= Required action =
Retype the entries below exactly, but begin at the line containing "[pin] rough stone" and end at the last line.

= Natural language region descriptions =
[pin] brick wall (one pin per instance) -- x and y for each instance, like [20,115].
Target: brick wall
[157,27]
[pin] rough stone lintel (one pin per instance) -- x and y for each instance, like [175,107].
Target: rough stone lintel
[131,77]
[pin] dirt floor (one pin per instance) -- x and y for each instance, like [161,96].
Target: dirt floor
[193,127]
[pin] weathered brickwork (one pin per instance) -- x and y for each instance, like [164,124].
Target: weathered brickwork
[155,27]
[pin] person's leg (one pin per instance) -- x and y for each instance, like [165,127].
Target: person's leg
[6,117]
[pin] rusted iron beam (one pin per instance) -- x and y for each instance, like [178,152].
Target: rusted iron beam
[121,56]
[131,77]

= Output of the exercise =
[pin] rough stone lintel (one pin per instance) -- x and y for each instance, like [175,107].
Target: rough stone lintel
[131,77]
[pin] dirt floor (one pin per instance) -- x and y for each instance, like [161,96].
Target: dirt floor
[193,127]
[pin] weathered brickwork (one pin per instance) -- x and y for each instance, like [164,124].
Target: weathered brickwork
[155,27]
[pin] person's leg (one pin per instance) -- x and y for each instance, like [165,127].
Target: person's leg
[6,117]
[pin] rusted iron beam (one pin per instance) -- x and y for each instance, like [178,152].
Target: rusted iron beam
[121,56]
[131,77]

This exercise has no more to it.